___ ESTRATTO DEL DOCUMENTO ___

Kikoski è un virtuoso che sa far apparire tutto facile e naturale, privo di affettazione e gestualità eroica. Così dense riarmonizzazioni, complessi giochi poliritmici, sentite variazioni del tema, fluiscono verso il pubblico amichevoli ed eccitanti.
Volendo evidenziare due caratteristiche portanti del suo stile, intanto notiamo la profonda conoscenza di tutto il materiale ritmico americano, dallo swing alla Oscar Peterson, agli ostinato modali di Tyner, per arrivare al soul e funk più bluesy e motorio e approdare infine al Sud di Antille e Brasile. Questo avviene anche all'interno dello stesso brano, con l'inserimento frequente di poliritmi cubani, montuno, pedali che creano una straordinaria tensione ritmica.
Per realizzare questa concezione, servono partner di gran levatura, con i quali si suona da tempo. Questo è proprio il rapporto che Kikoski intesse con Boris Kozlov e Gene Jackson. È davvero entusiasmante seguire il gioco degli sguardi che contrappunta le mille variazioni proposte dal pianista e subito raccolte dai partner, il tutto all'interno di una formula trio abbastanza classica, a dimostrazione di come le grandi scelte strategiche non abbiano molto a che fare con il risultato finale. La densità del discorso ascoltato alla Casa del Jazz il 14 febbraio, era di gran lunga superiore a quella offerta da molti trii post-evansiani, malgrado l'apparenza possa far pensare il contrario. Una formula è vitale per il grado di competenza ed entusiasmo offerto da chi la propone, più che per la sua posizione più o meno di "avanguardia". A dimostrarlo le interpretazioni di due standard arcinoti, "Stella by Starlight" e "My Funny Valentine", per molti repertorio ormai insuonabile, per Kikoski momento di grande concentrazione, il primo aperto in assolo, il secondo tutto per il pianoforte. La sua capacità di lavorare sul tema, fondendo innovazione e riconoscibilità, si univa al grande spessore emotivo del lavoro armonico, determinando momenti di grande emozione. Segnaliamo anche "Spacing", costruito per il contrabbassista e "Bridge of Dreams" di Milton Nascimento.
Il concerto è stato seguito da un pubblico numeroso ed entusiasta.

___ CONTENUTO DEL DATASET ___

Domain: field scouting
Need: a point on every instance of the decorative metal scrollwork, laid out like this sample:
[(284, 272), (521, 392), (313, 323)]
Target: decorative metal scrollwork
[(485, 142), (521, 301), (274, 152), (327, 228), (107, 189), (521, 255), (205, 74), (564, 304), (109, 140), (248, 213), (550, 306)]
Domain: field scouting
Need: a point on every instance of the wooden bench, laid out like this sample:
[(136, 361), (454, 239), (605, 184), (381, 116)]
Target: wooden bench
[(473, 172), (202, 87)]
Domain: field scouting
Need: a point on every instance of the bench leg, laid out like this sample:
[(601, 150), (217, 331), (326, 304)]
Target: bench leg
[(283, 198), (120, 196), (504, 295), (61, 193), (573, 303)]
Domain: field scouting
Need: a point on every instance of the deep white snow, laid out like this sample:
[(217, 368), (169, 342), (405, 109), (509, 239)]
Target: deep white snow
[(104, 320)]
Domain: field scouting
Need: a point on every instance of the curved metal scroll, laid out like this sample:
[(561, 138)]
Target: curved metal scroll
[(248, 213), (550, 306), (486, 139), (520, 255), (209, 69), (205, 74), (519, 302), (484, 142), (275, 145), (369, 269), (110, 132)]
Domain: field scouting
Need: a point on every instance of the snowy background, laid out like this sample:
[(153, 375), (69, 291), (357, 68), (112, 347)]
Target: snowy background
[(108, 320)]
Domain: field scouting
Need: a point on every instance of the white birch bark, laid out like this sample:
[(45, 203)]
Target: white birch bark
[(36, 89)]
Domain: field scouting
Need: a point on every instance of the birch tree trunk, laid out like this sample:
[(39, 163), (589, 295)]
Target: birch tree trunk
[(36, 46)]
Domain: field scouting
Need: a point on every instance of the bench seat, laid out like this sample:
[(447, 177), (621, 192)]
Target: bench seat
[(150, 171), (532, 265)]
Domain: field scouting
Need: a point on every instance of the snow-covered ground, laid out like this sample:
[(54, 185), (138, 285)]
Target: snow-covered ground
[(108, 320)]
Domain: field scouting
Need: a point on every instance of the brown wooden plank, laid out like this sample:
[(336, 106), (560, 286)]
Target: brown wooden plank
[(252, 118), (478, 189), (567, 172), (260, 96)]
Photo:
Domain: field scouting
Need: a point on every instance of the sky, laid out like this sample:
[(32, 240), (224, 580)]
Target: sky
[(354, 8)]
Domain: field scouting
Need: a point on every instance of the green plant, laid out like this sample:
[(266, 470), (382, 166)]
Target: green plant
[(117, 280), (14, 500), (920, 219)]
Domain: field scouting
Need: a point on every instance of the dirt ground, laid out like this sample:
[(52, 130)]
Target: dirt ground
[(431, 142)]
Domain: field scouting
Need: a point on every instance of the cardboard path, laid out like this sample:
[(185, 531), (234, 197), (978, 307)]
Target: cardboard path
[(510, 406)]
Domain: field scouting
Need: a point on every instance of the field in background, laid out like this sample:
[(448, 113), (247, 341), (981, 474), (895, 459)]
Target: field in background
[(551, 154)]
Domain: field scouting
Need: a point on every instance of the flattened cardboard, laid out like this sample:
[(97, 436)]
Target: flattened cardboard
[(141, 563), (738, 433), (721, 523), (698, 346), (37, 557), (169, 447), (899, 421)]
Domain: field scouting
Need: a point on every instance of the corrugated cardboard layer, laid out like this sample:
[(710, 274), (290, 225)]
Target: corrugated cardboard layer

___

#### COMPITO 1
Elenca, per favore, tutti i brani musicali citati per titolo nell'estratto sul concerto di Kikoski.
#### COMPITO 2
In che giorno si è tenuto alla Casa del Jazz il concerto descritto nell'estratto sul concerto di Kikoski?

#### SOLUZIONE SCRITTA 1
"Stella by Starlight", "My Funny Valentine", "Spacing", "Bridge of Dreams"

#### SOLUZIONE SCRITTA 2
Il 14 febbraio.